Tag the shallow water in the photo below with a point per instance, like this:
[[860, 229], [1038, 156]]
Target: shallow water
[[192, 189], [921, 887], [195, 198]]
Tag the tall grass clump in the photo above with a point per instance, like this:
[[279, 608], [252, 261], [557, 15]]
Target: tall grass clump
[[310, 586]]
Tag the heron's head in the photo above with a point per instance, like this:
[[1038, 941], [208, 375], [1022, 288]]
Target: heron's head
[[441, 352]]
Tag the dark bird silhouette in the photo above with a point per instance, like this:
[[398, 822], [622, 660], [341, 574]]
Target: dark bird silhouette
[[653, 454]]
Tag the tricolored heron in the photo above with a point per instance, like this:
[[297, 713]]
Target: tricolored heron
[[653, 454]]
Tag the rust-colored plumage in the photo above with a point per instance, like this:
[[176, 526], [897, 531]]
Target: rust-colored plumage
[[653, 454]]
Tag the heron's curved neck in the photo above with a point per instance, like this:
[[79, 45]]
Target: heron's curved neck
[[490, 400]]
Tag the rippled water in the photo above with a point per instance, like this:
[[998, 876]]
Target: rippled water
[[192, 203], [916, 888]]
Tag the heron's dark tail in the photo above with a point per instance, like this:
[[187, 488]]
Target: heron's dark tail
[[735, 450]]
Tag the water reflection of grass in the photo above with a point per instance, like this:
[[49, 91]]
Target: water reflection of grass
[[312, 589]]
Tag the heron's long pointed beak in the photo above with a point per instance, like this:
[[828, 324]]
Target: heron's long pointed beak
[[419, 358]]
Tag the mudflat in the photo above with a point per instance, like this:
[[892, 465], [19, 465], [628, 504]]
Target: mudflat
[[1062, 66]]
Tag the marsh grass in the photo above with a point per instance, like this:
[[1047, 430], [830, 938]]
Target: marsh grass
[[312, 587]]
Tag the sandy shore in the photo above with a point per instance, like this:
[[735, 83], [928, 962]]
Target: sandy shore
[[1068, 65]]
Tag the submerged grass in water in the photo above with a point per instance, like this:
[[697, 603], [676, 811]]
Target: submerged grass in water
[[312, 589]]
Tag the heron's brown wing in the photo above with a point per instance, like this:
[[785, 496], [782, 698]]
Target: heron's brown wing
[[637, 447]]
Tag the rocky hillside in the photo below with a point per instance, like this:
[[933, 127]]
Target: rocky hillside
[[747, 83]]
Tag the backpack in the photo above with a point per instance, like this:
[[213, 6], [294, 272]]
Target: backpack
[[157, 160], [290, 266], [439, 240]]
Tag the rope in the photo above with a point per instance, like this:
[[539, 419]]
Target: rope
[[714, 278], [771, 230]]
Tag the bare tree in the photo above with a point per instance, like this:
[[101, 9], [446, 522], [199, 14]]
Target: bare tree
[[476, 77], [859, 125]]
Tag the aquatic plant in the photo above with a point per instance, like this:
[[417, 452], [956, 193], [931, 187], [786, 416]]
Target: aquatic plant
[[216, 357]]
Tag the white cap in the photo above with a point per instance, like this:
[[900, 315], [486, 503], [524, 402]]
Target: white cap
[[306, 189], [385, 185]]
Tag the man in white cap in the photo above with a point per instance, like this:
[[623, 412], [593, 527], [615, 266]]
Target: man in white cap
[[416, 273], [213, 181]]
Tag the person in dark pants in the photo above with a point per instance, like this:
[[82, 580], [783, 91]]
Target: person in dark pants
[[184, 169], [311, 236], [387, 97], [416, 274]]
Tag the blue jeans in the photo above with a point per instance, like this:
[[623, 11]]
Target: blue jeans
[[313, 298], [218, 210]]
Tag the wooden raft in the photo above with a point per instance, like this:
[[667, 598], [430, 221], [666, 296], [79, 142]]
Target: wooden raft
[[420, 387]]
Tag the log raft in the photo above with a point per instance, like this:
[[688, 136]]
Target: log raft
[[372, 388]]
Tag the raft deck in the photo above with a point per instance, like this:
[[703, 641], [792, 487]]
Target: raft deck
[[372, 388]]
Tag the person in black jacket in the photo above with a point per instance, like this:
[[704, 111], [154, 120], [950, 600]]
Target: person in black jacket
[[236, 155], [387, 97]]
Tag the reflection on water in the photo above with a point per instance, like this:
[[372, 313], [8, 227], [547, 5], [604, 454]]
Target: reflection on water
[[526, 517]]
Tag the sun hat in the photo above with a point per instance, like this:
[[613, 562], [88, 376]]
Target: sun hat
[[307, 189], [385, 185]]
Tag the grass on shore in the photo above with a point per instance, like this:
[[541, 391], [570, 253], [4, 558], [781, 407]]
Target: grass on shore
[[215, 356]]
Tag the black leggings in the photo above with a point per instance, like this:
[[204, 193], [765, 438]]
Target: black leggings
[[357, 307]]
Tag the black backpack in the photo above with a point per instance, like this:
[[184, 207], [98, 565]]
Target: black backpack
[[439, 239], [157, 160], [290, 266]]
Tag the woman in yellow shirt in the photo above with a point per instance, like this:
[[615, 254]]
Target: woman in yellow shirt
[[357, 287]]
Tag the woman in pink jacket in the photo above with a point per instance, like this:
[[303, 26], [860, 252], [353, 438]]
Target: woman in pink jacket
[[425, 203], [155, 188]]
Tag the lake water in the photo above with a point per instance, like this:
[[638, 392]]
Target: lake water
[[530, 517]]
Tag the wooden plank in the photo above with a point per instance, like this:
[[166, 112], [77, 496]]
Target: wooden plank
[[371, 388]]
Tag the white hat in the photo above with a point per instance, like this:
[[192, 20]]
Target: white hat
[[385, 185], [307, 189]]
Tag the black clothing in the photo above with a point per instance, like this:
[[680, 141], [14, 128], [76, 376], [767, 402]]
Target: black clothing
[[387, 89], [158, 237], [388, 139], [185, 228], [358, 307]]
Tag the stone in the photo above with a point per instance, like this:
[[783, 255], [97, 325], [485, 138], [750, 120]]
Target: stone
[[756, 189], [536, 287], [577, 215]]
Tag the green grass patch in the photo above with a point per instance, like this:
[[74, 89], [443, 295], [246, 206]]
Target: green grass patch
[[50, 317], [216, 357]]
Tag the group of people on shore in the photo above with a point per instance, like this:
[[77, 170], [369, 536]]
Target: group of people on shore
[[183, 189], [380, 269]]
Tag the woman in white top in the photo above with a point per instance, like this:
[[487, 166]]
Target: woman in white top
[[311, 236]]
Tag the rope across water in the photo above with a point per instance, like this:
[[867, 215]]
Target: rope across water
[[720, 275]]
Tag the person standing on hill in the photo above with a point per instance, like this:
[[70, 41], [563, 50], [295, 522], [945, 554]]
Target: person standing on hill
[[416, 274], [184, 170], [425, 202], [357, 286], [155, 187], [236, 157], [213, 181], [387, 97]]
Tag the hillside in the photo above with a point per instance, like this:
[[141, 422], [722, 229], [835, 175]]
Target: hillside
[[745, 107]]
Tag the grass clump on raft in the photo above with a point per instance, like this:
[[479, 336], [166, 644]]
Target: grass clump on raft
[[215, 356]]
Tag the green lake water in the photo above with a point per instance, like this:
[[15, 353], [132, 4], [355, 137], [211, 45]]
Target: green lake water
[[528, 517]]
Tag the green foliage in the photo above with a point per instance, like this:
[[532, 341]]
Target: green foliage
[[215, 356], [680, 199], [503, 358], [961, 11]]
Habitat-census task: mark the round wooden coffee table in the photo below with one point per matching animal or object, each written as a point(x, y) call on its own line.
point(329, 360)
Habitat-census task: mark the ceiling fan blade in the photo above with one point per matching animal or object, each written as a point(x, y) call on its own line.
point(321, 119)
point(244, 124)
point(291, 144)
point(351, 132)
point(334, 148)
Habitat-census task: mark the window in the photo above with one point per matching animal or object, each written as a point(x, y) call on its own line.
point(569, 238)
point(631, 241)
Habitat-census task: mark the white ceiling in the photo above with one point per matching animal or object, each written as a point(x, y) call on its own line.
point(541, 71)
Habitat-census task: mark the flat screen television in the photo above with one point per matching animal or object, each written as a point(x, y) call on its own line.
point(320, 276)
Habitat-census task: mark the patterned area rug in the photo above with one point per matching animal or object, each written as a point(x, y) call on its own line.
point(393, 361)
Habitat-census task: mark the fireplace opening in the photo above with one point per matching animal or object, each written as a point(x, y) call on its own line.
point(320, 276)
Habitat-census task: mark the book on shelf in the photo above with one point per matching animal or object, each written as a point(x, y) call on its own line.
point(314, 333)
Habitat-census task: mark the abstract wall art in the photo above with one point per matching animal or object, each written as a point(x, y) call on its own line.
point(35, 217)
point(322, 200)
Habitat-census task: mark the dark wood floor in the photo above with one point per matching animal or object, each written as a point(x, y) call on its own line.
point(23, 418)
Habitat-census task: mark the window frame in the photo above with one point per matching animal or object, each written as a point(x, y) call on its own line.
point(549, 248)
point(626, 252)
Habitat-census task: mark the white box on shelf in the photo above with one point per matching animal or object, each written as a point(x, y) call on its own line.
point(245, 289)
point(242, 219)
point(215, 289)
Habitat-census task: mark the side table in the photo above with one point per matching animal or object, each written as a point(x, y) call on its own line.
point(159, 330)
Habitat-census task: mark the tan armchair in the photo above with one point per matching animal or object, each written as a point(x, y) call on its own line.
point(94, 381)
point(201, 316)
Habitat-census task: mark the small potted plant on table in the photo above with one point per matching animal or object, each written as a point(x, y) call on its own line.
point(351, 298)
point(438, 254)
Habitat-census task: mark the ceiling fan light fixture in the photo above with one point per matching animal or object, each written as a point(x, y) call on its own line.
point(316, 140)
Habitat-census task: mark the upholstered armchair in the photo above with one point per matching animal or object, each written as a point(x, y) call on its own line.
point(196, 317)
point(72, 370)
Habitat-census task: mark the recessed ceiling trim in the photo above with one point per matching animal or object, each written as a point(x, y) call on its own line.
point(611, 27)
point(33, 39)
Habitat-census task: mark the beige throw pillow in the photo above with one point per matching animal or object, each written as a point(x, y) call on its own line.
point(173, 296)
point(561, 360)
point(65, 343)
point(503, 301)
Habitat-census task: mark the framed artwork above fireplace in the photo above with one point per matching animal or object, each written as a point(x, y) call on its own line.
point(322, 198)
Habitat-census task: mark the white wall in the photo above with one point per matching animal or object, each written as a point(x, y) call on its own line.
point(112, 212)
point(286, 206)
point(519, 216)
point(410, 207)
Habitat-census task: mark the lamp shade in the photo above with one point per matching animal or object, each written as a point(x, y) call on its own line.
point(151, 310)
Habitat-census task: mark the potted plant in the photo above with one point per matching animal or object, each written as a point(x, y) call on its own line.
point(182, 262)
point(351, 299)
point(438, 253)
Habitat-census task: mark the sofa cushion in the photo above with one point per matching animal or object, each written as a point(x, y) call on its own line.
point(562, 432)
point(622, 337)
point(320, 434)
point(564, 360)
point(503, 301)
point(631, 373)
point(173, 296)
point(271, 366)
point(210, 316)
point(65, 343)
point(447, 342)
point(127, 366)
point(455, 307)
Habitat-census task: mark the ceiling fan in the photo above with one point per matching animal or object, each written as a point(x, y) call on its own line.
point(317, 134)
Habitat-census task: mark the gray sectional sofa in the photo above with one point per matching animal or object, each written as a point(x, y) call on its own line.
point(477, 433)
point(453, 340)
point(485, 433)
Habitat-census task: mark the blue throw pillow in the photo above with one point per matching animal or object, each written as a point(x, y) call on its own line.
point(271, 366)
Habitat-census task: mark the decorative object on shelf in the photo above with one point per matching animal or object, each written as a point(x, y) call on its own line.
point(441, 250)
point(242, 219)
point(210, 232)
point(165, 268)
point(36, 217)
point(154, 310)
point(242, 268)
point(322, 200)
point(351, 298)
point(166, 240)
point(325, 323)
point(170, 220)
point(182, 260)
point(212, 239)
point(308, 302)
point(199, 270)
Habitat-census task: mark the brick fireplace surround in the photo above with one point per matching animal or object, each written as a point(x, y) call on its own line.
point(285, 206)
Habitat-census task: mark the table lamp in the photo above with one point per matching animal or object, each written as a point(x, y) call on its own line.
══════
*Prompt*
Retype nothing except the lines from the line holding "Habitat-census task: mark the sofa" through the last line of the entries, both included.

*Answer*
Habitat-census task: mark the sofa cushion in the photo above with one point per matching animal or object, each written as a point(x, y) call on its own line.
point(562, 432)
point(622, 337)
point(320, 434)
point(564, 360)
point(503, 301)
point(631, 373)
point(173, 296)
point(271, 366)
point(210, 316)
point(65, 343)
point(447, 342)
point(127, 366)
point(455, 307)
Habitat-census task: mark the ceiling fan in the photo above with one point per matching animal or object, each written as a point(x, y) call on its own line.
point(317, 134)
Habitat-census task: mark the gray sectional sofa in the photo above with one point per matching animal or object, each written as a point(x, y) call on its own line.
point(477, 433)
point(453, 340)
point(485, 433)
Habitat-census task: mark the blue throw pillow in the photo above with one point per matching animal or object, each written as a point(x, y) call on its own line.
point(271, 366)
Habitat-census task: mark the decorative object on shelf in the photo above with one point per matching animal or object, each written as a point(x, y) call on its own line.
point(441, 250)
point(242, 219)
point(210, 232)
point(165, 268)
point(36, 217)
point(154, 310)
point(242, 268)
point(322, 200)
point(351, 298)
point(166, 240)
point(325, 323)
point(170, 220)
point(182, 260)
point(212, 239)
point(308, 302)
point(199, 270)
Habitat-census task: mark the brick fireplace surround in the photo above with one point per matching animal or object, each written as a point(x, y) call on its own line.
point(285, 206)
Habitat-census task: mark the table lamp in the photo above with one point per matching animal or object, each written as a point(x, y) call on its own line.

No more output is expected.